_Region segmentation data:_
[start]

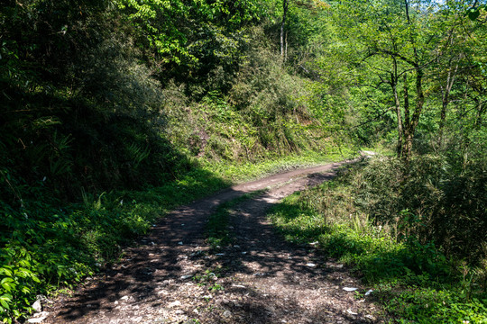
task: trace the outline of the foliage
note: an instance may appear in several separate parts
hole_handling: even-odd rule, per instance
[[[332,182],[286,198],[270,217],[288,239],[318,241],[324,252],[353,266],[373,286],[373,294],[397,322],[427,323],[434,319],[435,322],[482,323],[487,315],[487,256],[482,251],[484,217],[476,214],[476,207],[464,205],[460,212],[470,219],[456,213],[460,209],[450,205],[452,201],[446,197],[449,190],[464,197],[462,182],[442,182],[445,187],[436,183],[434,189],[435,184],[424,178],[437,176],[431,166],[438,161],[428,164],[425,158],[411,161],[416,173],[411,169],[408,180],[396,158],[381,158],[351,166]],[[393,166],[400,169],[391,172]],[[446,172],[439,166],[435,168],[438,173]],[[445,193],[440,200],[439,190]],[[483,195],[472,200],[472,196],[464,201],[456,195],[455,204],[485,201]],[[422,214],[417,213],[419,210],[403,209],[413,202],[421,204]],[[443,221],[425,226],[427,217],[433,217],[425,212],[441,209],[449,212],[441,215]],[[460,217],[462,225],[455,222]],[[478,222],[480,227],[474,230],[458,228]],[[450,228],[449,235],[458,235],[458,240],[438,239],[436,233]],[[423,235],[425,230],[427,234]],[[464,244],[469,248],[464,249]]]

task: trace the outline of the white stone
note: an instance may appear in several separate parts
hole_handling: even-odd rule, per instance
[[[42,310],[42,305],[41,304],[41,301],[35,301],[35,302],[32,304],[32,308],[35,311]]]
[[[168,307],[176,307],[176,306],[181,306],[181,302],[179,301],[172,302],[168,305]]]

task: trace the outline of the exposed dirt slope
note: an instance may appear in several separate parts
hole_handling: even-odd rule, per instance
[[[269,206],[334,175],[341,163],[234,186],[167,215],[113,269],[60,297],[44,323],[371,323],[369,297],[342,265],[313,246],[286,243],[265,218]],[[237,242],[212,252],[206,220],[244,193],[269,188],[233,212]]]

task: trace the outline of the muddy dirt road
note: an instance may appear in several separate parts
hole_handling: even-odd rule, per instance
[[[343,163],[235,185],[168,214],[112,269],[44,306],[42,323],[375,323],[371,298],[315,246],[285,242],[265,217],[283,197],[331,178]],[[210,251],[205,224],[224,202],[266,189],[234,208],[235,244]]]

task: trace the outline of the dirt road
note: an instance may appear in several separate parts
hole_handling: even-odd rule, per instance
[[[265,217],[283,197],[334,176],[342,163],[235,185],[167,215],[140,245],[72,297],[46,305],[43,323],[372,323],[378,308],[313,245],[285,242]],[[210,251],[205,224],[216,206],[268,190],[232,212],[236,243]],[[47,313],[44,313],[47,314]]]

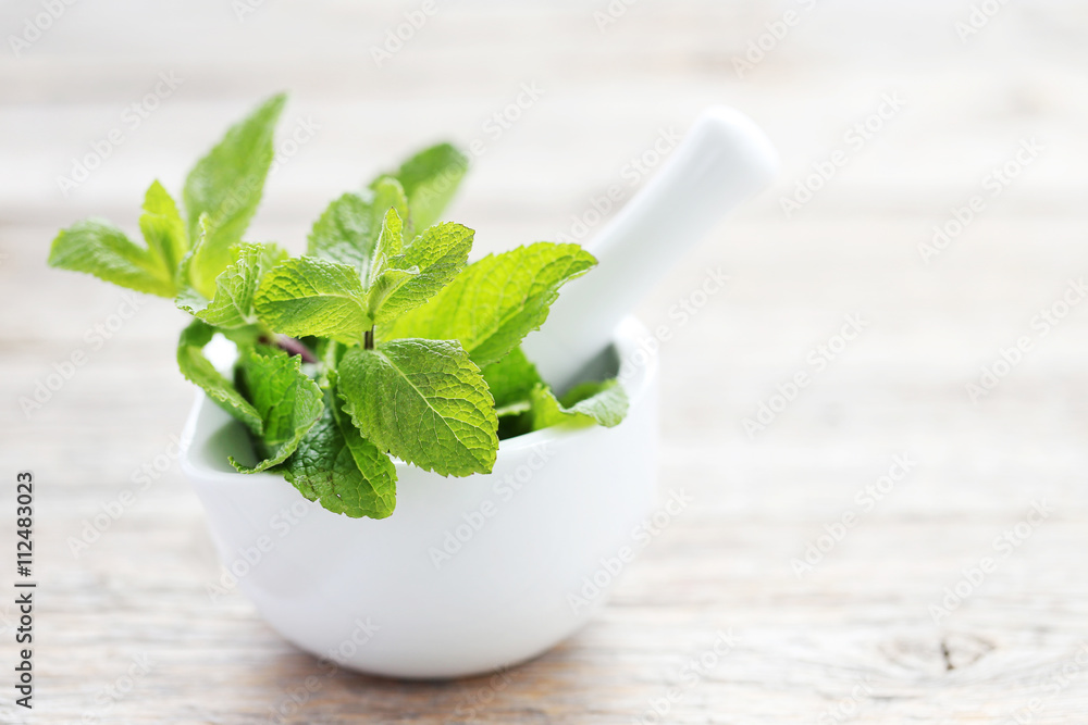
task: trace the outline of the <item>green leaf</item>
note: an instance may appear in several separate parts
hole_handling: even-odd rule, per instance
[[[277,333],[357,340],[373,323],[354,266],[313,257],[287,260],[264,276],[257,314]]]
[[[371,270],[371,318],[379,324],[390,322],[436,295],[465,268],[473,234],[460,224],[440,224],[401,251],[400,217],[391,209]]]
[[[443,476],[489,473],[495,464],[495,403],[457,342],[353,348],[338,378],[345,410],[381,450]]]
[[[395,178],[379,179],[368,193],[368,198],[345,193],[329,204],[313,224],[306,253],[350,264],[368,278],[386,212],[396,209],[401,217],[408,215],[408,200]]]
[[[325,396],[321,420],[284,462],[284,477],[310,501],[353,518],[385,518],[396,508],[397,470]]]
[[[208,361],[203,348],[211,341],[215,329],[199,320],[182,330],[177,341],[177,365],[190,383],[203,388],[217,405],[240,421],[255,436],[264,433],[264,423],[248,400]]]
[[[175,270],[157,252],[134,243],[108,222],[87,220],[62,229],[49,250],[49,265],[160,297],[177,293]]]
[[[242,473],[257,473],[282,463],[321,417],[321,389],[301,370],[301,358],[265,345],[240,350],[238,388],[261,417],[263,433],[257,452],[264,459],[254,467],[231,463]]]
[[[408,216],[413,229],[425,229],[438,221],[468,167],[468,157],[450,143],[438,143],[420,151],[391,174],[408,195]]]
[[[537,329],[559,287],[594,264],[593,255],[578,245],[546,241],[490,254],[379,334],[384,340],[460,340],[474,363],[487,365]]]
[[[400,214],[397,210],[390,209],[382,217],[382,229],[374,246],[373,263],[370,273],[364,277],[368,289],[374,286],[388,267],[390,259],[400,253],[404,243],[404,223],[400,221]]]
[[[177,213],[177,204],[159,182],[154,182],[144,196],[144,213],[139,217],[148,249],[162,260],[162,266],[177,280],[177,267],[189,251],[185,222]]]
[[[209,301],[193,288],[182,290],[177,307],[209,325],[234,329],[257,324],[254,297],[261,279],[287,259],[279,245],[243,242],[233,264],[215,278],[215,296]]]
[[[197,238],[199,218],[208,216],[208,238],[194,260],[194,285],[205,297],[214,293],[212,280],[231,263],[231,248],[242,240],[260,203],[274,155],[273,132],[286,100],[283,93],[273,96],[232,126],[185,179],[190,239]]]
[[[532,428],[540,430],[553,425],[592,425],[606,428],[620,424],[627,415],[628,399],[619,380],[583,383],[556,400],[551,388],[537,385],[531,393]]]
[[[530,409],[530,393],[542,384],[536,366],[529,362],[521,348],[514,348],[498,362],[482,371],[491,395],[495,398],[498,416],[514,415]]]

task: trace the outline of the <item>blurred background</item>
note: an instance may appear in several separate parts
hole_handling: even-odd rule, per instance
[[[0,475],[42,482],[48,587],[26,722],[1083,716],[1088,677],[1051,675],[1088,641],[1088,5],[4,0],[0,36]],[[588,242],[607,189],[630,199],[710,104],[782,155],[638,310],[672,333],[662,490],[694,503],[597,621],[502,687],[341,674],[270,720],[316,665],[236,592],[207,595],[219,564],[172,442],[184,317],[45,265],[76,220],[135,230],[152,179],[178,196],[280,90],[248,236],[294,252],[330,200],[440,139],[472,150],[448,216],[478,254]],[[728,285],[693,297],[712,272]],[[981,557],[997,571],[950,607]],[[652,720],[730,628],[730,655]],[[104,696],[141,655],[131,693]],[[0,720],[22,717],[0,692]]]

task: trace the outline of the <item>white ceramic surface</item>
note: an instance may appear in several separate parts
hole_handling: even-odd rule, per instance
[[[656,151],[656,150],[655,150]],[[703,112],[646,186],[586,246],[597,266],[564,287],[524,349],[564,390],[689,249],[778,171],[767,135],[734,109]]]
[[[382,521],[325,511],[276,475],[234,472],[226,455],[248,448],[245,433],[203,396],[183,468],[224,566],[286,639],[393,677],[496,670],[584,624],[626,566],[618,554],[645,537],[634,529],[654,510],[657,475],[647,337],[633,318],[614,336],[631,399],[619,426],[504,440],[489,475],[397,463],[397,508]]]

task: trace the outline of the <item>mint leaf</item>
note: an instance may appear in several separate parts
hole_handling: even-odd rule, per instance
[[[237,258],[215,278],[215,296],[209,301],[187,288],[175,300],[177,307],[209,325],[233,329],[257,324],[254,297],[261,278],[287,259],[279,245],[243,242]]]
[[[269,327],[295,337],[353,341],[373,325],[356,268],[313,257],[287,260],[272,270],[254,303]]]
[[[556,400],[551,388],[537,385],[531,393],[533,430],[553,425],[617,426],[627,415],[628,399],[619,380],[583,383]]]
[[[498,362],[484,367],[481,373],[499,417],[522,413],[530,409],[530,393],[542,384],[536,366],[529,362],[521,348],[514,348]]]
[[[99,220],[76,222],[61,230],[49,250],[49,265],[86,272],[139,292],[160,297],[177,293],[175,267],[158,251],[137,246],[124,232]]]
[[[420,151],[391,174],[408,195],[412,228],[425,229],[438,221],[468,167],[469,160],[463,153],[450,143],[438,143]],[[380,182],[381,178],[375,184]]]
[[[353,348],[338,378],[345,411],[381,450],[443,476],[489,473],[495,464],[494,400],[457,342]]]
[[[194,260],[194,283],[205,297],[214,293],[212,280],[231,263],[231,248],[260,203],[274,154],[272,135],[286,100],[283,93],[273,96],[232,126],[185,179],[190,239],[197,238],[199,218],[208,216],[208,238]]]
[[[185,379],[200,386],[217,405],[244,423],[255,436],[260,436],[264,432],[260,414],[203,354],[205,346],[214,334],[213,327],[199,320],[183,329],[177,340],[177,366]]]
[[[334,393],[321,418],[284,462],[284,477],[307,499],[353,518],[385,518],[396,508],[397,470],[359,435]]]
[[[374,259],[367,275],[367,287],[373,287],[382,273],[388,267],[390,259],[404,249],[404,222],[397,210],[390,209],[382,217],[382,229],[374,246]]]
[[[440,224],[401,251],[400,217],[391,209],[371,268],[371,318],[379,324],[390,322],[436,295],[465,267],[473,234],[460,224]]]
[[[369,198],[345,193],[329,204],[310,232],[306,253],[330,262],[350,264],[368,278],[374,246],[390,209],[408,215],[408,200],[400,183],[385,177],[374,183]]]
[[[185,232],[185,222],[177,213],[177,204],[159,182],[152,183],[144,196],[139,228],[148,249],[162,261],[163,268],[169,271],[176,283],[177,267],[189,251],[189,238]]]
[[[559,287],[596,260],[578,245],[540,241],[473,262],[422,307],[383,326],[384,340],[460,340],[478,365],[512,350],[547,318]]]
[[[243,348],[238,358],[238,388],[260,415],[263,432],[256,438],[263,459],[254,467],[231,463],[242,473],[257,473],[295,452],[299,441],[321,417],[321,389],[301,370],[301,359],[260,345]]]

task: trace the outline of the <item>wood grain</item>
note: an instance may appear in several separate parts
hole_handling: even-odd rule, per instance
[[[0,475],[40,482],[41,582],[37,704],[24,717],[3,685],[0,722],[1088,722],[1088,305],[1046,335],[1033,325],[1088,272],[1083,4],[1003,5],[961,42],[966,2],[815,3],[743,78],[733,58],[802,3],[645,0],[602,32],[605,2],[440,2],[381,68],[370,47],[418,3],[257,3],[242,22],[230,3],[146,4],[74,4],[23,58],[0,57]],[[7,3],[3,35],[39,10]],[[72,158],[170,71],[176,93],[62,195]],[[534,83],[541,99],[492,138],[487,118]],[[663,495],[694,503],[588,627],[499,677],[329,676],[240,596],[212,602],[202,514],[161,458],[193,397],[173,362],[183,316],[146,299],[94,348],[85,335],[121,293],[45,266],[73,220],[134,228],[152,178],[178,188],[223,125],[279,88],[294,91],[285,127],[320,129],[271,179],[254,236],[296,251],[330,199],[443,134],[486,140],[453,212],[480,251],[569,233],[609,185],[629,197],[629,160],[708,103],[742,108],[782,151],[776,186],[640,309],[671,332]],[[893,92],[902,110],[787,218],[780,199]],[[1033,137],[1038,158],[988,196],[987,174]],[[918,245],[974,195],[985,210],[926,264]],[[728,288],[682,317],[708,267]],[[846,315],[863,332],[817,370],[809,355]],[[972,402],[965,386],[1022,337],[1030,350]],[[77,350],[86,365],[25,415],[20,398]],[[798,372],[811,384],[746,435]],[[916,463],[865,508],[860,491],[897,455]],[[70,539],[157,457],[165,471],[74,555]],[[994,540],[1033,502],[1050,513],[1004,555]],[[848,512],[854,525],[798,576],[791,562]],[[984,557],[996,570],[935,622]],[[0,615],[8,663],[12,608]],[[733,641],[712,658],[718,633]],[[713,664],[694,671],[701,658]],[[104,695],[141,662],[129,692]]]

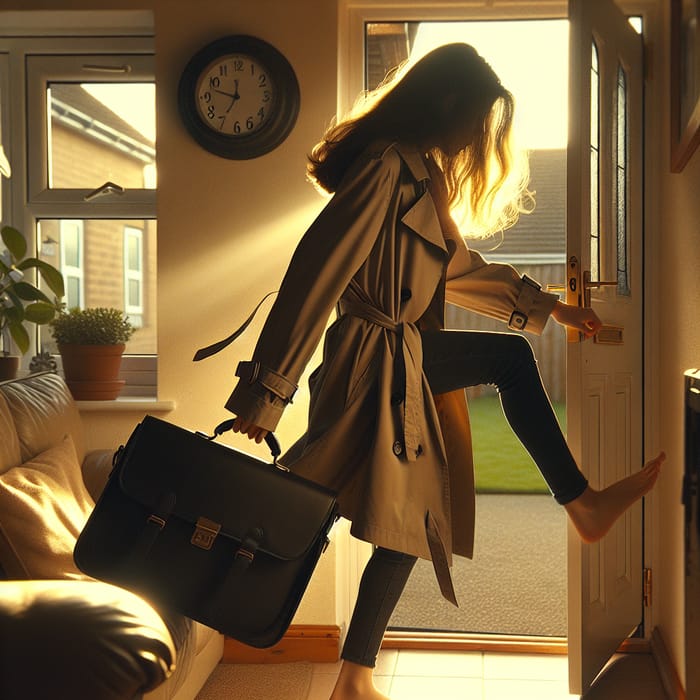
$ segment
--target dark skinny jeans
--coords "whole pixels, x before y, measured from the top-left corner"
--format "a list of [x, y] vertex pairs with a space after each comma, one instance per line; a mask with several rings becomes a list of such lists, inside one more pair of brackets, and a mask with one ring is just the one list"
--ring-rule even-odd
[[[560, 504], [587, 486], [542, 385], [530, 343], [519, 335], [481, 331], [422, 333], [423, 369], [434, 394], [491, 384], [510, 427]], [[360, 582], [342, 658], [374, 667], [389, 619], [416, 557], [377, 547]]]

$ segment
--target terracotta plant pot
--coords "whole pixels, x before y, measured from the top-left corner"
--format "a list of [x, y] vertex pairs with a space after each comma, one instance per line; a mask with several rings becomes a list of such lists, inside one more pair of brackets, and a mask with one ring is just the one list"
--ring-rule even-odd
[[59, 345], [66, 384], [76, 401], [116, 399], [125, 382], [119, 379], [120, 345]]
[[17, 355], [0, 355], [0, 382], [17, 376], [19, 359]]

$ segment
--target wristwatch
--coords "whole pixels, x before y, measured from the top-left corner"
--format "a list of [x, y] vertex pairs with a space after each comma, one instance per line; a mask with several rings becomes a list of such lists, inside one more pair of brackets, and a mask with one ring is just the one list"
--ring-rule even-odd
[[518, 301], [515, 302], [515, 309], [508, 320], [508, 328], [514, 331], [522, 331], [527, 326], [529, 320], [528, 314], [532, 310], [535, 296], [542, 287], [535, 280], [527, 275], [522, 276], [523, 286], [518, 295]]

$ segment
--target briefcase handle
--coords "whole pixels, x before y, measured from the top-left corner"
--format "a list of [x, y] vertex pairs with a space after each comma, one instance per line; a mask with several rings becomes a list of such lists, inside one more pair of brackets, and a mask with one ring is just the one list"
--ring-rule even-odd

[end]

_Written problem:_
Pick out every line of the material that contains the string "target", and copy each one.

_Output:_
--target dark skinny jeans
--target terracotta plant pot
--target wristwatch
--target briefcase handle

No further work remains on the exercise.